* SET TASK:
Extract everything from "EXODUS FROM OLD" down to "amounts to 250,000." in the passage below on Jewish population shifts in New York, copying it word for word.

* SELECTED PASSAGE:

· · ·

The more modern and fashionable a new Jewish city-section is, the remoter is it from the old immigrant ghetto which, after all, has little changed since it was first settled by the Jews.

EXODUS FROM OLD SETTLEMENT AREAS

Within the last fifteen years, the old Jewish sections of New York have lost from one-third to one-half of their Jewish population. From the densest Jewish sections, such as the lower East Side, Harlem, and Williamsburgh, over thirty per cent of the Jewish residents have moved away since 1916. The aggregate decrease in population amounts to 250,000.

The natural desire to improve one’s standard of life, to live in more attractive, and comfortable homes, is one of the main driving forces of the population movements in the cities. Again, the influx of the Negroes from the South has supplied an additional impetus for the white people to look for newer residential sections.

Thus, there arise new purely-Jewish sections, as it were, diluted ghettoes, called by sociologists “areas of second settlement,” such as Second avenue around Fourteenth street, the South Bronx, and East New York. Applying this term to still newer developments, we may call the Grand Concourse, Eastern parkway and Flatbush “areas of third settlement.”

Accordingly, the common notion that Jewish areas are located only on the lower East Side, or in other poor districts, is unfounded. In fact, the percentage of Jews for the lower East Side is now only 49.5; whereas other sections of Greater New York have a much denser Jewish population, up to ninety-five per cent, of the total number of residents.

· · ·

* ENTRIES SHOWN:

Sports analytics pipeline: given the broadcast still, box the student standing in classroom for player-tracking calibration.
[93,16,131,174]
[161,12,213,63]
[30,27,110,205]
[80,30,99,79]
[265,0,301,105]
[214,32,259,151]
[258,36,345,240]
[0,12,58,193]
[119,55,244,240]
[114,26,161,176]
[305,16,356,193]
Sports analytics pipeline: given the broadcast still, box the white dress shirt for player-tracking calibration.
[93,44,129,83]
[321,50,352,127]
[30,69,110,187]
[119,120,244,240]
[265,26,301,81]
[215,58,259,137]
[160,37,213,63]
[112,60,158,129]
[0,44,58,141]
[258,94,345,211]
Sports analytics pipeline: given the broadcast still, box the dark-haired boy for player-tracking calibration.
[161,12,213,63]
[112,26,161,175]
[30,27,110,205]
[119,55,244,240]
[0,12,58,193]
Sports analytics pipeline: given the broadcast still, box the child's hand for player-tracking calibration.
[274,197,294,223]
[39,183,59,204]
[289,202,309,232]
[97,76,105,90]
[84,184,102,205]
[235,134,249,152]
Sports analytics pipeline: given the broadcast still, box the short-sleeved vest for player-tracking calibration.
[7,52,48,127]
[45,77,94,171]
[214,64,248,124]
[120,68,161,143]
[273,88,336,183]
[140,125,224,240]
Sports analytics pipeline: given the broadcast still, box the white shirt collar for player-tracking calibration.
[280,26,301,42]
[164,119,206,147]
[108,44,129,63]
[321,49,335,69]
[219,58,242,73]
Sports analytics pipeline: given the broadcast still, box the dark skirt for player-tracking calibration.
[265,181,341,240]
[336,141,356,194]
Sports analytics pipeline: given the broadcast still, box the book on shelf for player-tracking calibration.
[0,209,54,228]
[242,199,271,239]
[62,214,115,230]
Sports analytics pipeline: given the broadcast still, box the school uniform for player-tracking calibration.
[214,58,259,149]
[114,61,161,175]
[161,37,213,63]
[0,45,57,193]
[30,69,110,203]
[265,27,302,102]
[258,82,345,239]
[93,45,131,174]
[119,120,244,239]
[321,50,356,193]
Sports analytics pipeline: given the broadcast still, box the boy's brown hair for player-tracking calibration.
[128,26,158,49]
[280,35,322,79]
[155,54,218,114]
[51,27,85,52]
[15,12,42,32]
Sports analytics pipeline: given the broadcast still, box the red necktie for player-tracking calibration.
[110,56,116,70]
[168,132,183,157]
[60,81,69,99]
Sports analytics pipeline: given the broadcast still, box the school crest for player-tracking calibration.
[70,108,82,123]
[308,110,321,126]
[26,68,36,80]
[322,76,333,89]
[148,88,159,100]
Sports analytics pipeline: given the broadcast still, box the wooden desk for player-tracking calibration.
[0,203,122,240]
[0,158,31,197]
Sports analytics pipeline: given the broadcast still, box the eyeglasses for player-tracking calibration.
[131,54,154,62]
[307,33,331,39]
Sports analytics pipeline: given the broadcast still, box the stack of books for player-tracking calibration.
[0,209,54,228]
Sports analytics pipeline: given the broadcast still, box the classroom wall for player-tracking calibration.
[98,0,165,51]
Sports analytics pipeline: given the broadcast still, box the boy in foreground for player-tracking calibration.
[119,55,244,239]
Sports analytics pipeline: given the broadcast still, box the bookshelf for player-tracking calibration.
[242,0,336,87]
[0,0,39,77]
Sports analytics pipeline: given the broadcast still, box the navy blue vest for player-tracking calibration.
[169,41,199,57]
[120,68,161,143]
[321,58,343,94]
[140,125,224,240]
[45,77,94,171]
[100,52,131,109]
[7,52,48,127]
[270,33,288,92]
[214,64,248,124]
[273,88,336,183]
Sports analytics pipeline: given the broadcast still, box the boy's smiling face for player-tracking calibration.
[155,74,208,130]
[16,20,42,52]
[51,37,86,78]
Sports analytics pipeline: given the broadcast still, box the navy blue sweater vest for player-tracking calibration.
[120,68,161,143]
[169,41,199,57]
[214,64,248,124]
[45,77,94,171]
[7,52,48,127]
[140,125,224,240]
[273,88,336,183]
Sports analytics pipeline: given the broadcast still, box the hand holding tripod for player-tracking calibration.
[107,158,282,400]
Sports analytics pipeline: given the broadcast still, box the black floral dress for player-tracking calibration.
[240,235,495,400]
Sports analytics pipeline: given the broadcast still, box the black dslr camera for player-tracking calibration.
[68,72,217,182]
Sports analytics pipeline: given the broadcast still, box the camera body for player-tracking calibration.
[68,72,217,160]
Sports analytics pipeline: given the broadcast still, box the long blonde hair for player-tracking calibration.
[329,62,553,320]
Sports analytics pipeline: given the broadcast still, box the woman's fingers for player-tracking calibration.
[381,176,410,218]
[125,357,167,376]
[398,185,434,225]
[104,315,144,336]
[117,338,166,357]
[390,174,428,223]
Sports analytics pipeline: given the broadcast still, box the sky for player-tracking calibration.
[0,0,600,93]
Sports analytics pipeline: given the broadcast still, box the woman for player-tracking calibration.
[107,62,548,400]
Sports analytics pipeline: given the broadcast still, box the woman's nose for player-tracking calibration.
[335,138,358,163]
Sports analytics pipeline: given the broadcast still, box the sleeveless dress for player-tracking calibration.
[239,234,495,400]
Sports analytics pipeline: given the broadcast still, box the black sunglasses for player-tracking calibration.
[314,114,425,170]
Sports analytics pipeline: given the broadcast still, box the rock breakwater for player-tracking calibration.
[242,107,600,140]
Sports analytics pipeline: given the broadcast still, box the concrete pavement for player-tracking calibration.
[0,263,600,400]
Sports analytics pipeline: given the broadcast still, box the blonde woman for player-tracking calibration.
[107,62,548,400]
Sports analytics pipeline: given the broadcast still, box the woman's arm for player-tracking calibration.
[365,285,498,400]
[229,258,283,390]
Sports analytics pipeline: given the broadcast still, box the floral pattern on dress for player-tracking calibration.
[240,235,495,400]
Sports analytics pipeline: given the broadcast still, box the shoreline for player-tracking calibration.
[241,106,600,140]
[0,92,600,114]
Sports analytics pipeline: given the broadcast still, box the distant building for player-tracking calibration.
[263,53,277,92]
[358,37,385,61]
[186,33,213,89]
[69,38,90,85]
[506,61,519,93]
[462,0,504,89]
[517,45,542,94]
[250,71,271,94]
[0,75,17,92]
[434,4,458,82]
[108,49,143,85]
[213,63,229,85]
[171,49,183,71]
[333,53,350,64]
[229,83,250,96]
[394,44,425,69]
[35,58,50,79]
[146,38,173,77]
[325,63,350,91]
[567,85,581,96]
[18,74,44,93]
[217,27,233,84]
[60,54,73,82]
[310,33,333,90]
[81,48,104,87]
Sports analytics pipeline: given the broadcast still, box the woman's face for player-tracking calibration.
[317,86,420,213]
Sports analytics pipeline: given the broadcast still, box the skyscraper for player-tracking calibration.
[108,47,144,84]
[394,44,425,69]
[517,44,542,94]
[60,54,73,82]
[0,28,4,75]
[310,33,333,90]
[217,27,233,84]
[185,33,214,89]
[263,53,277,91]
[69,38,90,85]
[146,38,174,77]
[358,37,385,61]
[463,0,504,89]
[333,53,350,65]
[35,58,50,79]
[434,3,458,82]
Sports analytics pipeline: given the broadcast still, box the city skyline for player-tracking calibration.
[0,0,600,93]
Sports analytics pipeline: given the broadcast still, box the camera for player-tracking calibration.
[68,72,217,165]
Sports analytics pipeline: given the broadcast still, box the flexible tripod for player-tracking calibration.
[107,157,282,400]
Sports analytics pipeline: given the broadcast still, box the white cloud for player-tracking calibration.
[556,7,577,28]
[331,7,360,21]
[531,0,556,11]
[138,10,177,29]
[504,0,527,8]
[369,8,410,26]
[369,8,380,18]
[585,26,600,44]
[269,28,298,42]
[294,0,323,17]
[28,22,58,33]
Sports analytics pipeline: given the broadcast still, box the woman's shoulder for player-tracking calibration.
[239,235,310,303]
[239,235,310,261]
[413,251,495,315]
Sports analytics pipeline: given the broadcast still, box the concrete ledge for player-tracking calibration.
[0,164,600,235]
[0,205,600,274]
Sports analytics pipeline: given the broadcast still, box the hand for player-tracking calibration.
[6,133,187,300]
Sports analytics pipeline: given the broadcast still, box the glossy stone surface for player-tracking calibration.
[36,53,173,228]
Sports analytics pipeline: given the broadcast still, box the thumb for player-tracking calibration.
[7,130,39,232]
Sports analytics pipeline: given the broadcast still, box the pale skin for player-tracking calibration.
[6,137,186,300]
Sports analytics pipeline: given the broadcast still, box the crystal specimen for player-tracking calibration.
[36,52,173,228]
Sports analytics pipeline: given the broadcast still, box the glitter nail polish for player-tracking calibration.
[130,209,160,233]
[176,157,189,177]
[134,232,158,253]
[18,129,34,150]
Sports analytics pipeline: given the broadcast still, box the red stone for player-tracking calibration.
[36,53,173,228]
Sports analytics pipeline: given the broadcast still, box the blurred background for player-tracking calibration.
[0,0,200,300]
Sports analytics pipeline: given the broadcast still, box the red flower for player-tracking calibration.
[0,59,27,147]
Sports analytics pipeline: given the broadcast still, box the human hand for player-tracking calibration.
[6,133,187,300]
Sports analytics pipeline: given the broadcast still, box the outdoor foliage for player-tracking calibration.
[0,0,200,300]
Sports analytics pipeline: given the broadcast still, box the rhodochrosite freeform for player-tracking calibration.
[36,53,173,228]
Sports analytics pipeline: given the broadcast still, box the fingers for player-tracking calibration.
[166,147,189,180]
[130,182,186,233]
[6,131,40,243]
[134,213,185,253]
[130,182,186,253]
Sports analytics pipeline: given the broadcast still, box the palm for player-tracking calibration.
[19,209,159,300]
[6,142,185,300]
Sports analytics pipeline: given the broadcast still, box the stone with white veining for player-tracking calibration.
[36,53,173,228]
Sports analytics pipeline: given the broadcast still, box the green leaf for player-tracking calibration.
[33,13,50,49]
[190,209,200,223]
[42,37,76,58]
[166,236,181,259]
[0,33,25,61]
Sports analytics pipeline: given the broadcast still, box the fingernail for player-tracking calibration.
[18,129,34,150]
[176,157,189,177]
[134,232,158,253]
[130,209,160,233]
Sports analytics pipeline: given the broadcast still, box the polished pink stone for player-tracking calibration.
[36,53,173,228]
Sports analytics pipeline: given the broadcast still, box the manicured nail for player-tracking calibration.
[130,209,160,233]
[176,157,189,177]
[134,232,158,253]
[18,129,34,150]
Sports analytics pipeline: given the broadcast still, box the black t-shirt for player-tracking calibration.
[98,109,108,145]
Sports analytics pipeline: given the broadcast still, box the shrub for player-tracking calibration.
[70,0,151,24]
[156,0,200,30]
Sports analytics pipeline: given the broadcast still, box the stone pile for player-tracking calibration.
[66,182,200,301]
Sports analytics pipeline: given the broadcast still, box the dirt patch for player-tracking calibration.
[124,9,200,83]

· · ·

* ANSWER FOR THIS EXERCISE:
EXODUS FROM OLD SETTLEMENT AREAS

Within the last fifteen years, the old Jewish sections of New York have lost from one-third to one-half of their Jewish population. From the densest Jewish sections, such as the lower East Side, Harlem, and Williamsburgh, over thirty per cent of the Jewish residents have moved away since 1916. The aggregate decrease in population amounts to 250,000.